*Lines of data*.
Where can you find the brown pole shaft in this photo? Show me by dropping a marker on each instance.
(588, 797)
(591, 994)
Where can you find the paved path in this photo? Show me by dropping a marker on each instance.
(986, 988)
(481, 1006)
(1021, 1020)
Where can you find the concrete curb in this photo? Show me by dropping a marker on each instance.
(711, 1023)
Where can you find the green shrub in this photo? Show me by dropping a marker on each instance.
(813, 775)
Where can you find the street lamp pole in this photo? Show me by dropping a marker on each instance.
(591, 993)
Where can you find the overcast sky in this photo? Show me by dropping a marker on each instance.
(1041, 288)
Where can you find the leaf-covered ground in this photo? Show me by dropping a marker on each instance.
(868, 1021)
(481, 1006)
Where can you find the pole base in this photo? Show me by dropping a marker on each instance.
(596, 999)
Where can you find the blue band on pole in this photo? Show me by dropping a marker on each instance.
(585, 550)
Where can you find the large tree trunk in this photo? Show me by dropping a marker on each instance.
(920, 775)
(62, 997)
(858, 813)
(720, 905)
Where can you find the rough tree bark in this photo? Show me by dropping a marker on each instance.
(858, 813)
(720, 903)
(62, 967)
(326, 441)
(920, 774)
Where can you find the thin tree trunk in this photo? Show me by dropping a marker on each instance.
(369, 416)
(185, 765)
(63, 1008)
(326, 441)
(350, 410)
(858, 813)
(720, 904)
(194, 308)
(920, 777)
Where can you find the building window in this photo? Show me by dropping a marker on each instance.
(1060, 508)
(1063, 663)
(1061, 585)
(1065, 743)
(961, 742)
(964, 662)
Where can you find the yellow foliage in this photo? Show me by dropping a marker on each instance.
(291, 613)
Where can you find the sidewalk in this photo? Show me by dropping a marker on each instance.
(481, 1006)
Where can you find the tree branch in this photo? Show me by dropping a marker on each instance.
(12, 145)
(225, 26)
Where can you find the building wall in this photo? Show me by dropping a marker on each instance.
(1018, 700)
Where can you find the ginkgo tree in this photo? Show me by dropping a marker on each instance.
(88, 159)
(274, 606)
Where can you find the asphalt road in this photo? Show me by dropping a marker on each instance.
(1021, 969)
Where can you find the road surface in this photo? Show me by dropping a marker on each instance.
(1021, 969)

* * *

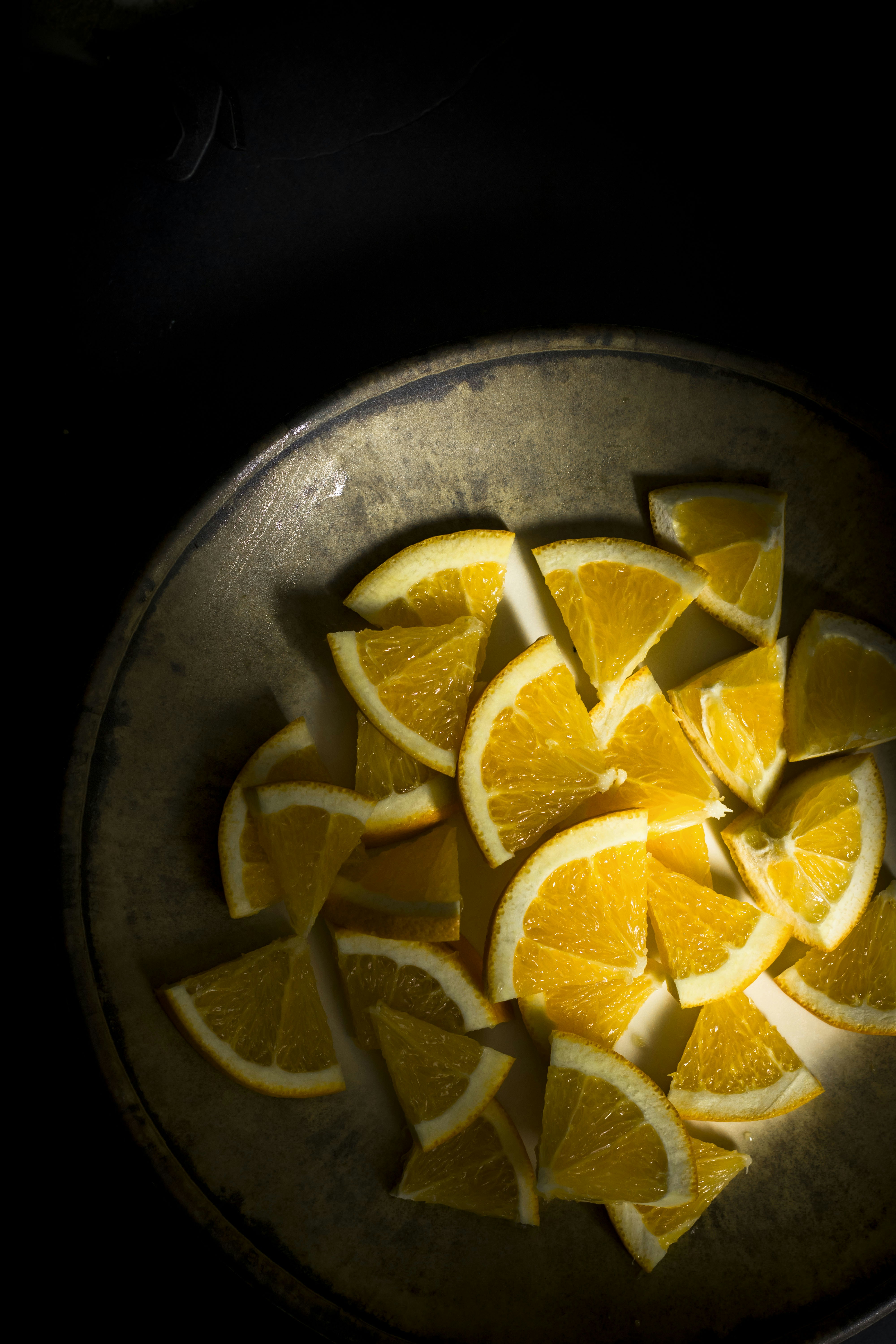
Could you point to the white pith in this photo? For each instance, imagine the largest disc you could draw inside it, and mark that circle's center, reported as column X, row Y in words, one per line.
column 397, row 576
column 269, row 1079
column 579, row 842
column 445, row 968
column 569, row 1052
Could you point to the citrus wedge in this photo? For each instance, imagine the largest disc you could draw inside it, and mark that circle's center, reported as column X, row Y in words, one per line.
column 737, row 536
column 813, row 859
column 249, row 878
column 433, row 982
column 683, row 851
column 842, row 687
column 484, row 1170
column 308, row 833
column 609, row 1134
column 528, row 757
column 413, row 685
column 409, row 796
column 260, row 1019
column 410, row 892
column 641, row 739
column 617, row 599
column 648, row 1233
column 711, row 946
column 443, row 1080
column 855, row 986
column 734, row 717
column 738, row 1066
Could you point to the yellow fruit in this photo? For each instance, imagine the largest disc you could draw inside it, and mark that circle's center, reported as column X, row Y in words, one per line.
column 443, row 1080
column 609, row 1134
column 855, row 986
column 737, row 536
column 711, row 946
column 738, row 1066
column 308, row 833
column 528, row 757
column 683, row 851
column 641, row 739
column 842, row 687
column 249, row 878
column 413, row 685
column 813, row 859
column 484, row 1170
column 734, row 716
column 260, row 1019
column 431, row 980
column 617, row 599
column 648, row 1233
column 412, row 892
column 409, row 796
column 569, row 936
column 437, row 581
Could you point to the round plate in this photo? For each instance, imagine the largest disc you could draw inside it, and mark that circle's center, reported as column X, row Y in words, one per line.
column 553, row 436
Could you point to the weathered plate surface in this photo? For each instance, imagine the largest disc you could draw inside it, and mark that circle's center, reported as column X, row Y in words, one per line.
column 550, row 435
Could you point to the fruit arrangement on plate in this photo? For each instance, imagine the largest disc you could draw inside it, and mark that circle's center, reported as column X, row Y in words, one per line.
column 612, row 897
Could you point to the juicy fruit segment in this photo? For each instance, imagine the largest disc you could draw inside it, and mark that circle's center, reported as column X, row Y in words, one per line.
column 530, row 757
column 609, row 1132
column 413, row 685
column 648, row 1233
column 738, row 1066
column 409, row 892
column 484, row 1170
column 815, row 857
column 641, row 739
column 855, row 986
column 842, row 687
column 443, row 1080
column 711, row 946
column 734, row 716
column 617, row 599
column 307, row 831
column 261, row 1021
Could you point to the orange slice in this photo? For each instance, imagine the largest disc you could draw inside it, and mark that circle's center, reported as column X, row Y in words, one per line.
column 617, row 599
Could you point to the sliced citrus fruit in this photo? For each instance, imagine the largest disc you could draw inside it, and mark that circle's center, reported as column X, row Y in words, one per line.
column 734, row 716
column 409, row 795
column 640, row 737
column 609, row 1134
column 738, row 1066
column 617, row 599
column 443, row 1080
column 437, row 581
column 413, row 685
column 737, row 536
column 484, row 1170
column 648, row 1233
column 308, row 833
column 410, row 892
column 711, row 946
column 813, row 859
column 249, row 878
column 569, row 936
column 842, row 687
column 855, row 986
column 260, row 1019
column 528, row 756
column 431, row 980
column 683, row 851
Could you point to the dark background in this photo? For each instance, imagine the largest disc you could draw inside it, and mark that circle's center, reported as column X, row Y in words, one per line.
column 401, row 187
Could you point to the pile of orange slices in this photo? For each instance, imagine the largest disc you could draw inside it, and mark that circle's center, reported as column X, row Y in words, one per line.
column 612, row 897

*PROBLEM TO WORK ON*. Return each line above that contains the string "building". Treat uppercase and lowercase as different.

*RESPONSE FOR THIS EXERCISE*.
Where can you find the building window in this photo? Show me by dropping a marker on each instance.
Where can you find the building wall in this photo? Show me by dropping a marker on each instance.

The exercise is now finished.